Selected text:
● ● ● ● ●

It isn’t possible to read § 2680(h) as making all of the Federal Tort Claims Act inapplicable to malicious-prosecution suits arising from law-enforcement activity. The proviso brings back what the opening clause knocks out—and what it brings back is § 1346(b) plus all of Chapter 171, which includes §§ 2671 through 2680. Any other reading would make a hash of the statute. Section 1346(b) is the jurisdictional footing of the suit; if it is really knocked out and not brought back by the proviso, there would not be a basis for subject-matter jurisdiction. If § 2675 is knocked out and not brought back by the proviso, the administrative-claim requirement of the FTCA, see McNeil v. United States , 508 U.S. 106, 113 S.Ct. 1980, 124 L.Ed.2d 21 (1993), would vanish. The statute of limitations that makes this administrative-claim requirement work, see 28 U.S.C. § 2401(b) ; United States v. Kawi Fun Wong , ––– U.S. ––––, 135 S. Ct. 1625, 191 L.Ed.2d 533 (2015), would vanish. None of these consequences—and there would be more—could be imputed to § 2680(h) with a straight face. We therefore read the proviso to mean what it says: When malicious-prosecution claims arise from law-enforcement activity, the proviso applies the whole of the FTCA, except for the part of § 2680(h) that precedes the proviso.

● ● ● ● ●

Written task A:
Please recast the records as a numbered list, from the line containing "Note: one point per instance of the green" through the last line of the records, leaving out any blank lines.

● ● ● ● ●

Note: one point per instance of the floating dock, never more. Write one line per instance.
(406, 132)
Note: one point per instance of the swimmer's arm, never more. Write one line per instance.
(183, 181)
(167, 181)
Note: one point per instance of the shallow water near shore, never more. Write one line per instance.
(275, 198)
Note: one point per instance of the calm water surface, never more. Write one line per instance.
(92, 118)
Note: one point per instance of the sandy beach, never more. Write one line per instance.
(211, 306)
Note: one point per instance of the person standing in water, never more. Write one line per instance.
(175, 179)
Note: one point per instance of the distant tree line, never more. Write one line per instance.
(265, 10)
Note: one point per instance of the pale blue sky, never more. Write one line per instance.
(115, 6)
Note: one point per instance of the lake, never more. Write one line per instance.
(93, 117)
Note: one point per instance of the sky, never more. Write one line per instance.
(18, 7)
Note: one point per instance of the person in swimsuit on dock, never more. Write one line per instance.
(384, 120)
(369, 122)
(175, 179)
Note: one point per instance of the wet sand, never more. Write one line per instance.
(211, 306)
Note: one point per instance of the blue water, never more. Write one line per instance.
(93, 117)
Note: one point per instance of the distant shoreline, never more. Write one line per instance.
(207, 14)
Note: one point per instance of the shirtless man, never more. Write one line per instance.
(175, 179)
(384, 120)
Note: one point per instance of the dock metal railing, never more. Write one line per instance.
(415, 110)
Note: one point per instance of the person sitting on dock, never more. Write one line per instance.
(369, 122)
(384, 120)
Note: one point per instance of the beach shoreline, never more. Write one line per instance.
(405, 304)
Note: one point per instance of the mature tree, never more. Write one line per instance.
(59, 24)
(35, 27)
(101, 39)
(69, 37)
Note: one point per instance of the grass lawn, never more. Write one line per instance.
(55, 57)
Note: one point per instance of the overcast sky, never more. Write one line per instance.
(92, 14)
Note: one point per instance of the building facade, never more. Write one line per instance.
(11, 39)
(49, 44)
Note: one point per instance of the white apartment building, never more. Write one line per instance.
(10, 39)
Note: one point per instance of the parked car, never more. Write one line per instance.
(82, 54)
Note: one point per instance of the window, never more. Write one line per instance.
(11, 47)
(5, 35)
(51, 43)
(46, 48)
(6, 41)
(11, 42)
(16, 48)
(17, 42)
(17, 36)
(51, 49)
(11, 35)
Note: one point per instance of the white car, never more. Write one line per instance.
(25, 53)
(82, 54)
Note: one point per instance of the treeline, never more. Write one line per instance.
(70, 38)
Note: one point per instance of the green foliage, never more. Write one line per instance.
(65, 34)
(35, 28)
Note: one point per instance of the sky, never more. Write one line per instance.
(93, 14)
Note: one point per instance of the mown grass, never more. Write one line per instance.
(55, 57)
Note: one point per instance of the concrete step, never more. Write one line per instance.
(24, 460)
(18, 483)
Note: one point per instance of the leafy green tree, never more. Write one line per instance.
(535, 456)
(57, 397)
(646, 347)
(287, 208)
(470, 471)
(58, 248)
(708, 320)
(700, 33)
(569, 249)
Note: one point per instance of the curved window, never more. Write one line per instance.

● ● ● ● ●

Written task B:
Summarize the passage on § 2680(h) in two sentences.

Exercise result A:
1. Note: one point per instance of the green foliage, never more. Write one line per instance.
2. (65, 34)
3. (35, 28)
4. Note: one point per instance of the sky, never more. Write one line per instance.
5. (93, 14)
6. Note: one point per instance of the mown grass, never more. Write one line per instance.
7. (55, 57)
8. Note: one point per instance of the concrete step, never more. Write one line per instance.
9. (24, 460)
10. (18, 483)
11. Note: one point per instance of the leafy green tree, never more. Write one line per instance.
12. (535, 456)
13. (57, 397)
14. (646, 347)
15. (287, 208)
16. (470, 471)
17. (58, 248)
18. (708, 320)
19. (700, 33)
20. (569, 249)
21. Note: one point per instance of the curved window, never more. Write one line per instance.

Exercise result B:
The proviso of § 2680(h) brings back § 1346(b) and all of Chapter 171, so the Federal Tort Claims Act is not made wholly inapplicable to malicious-prosecution suits arising from law-enforcement activity. Reading it otherwise would remove the basis for subject-matter jurisdiction, the administrative-claim requirement, and the statute of limitations behind it, so the proviso is read to apply the whole FTCA except the part of § 2680(h) that precedes the proviso.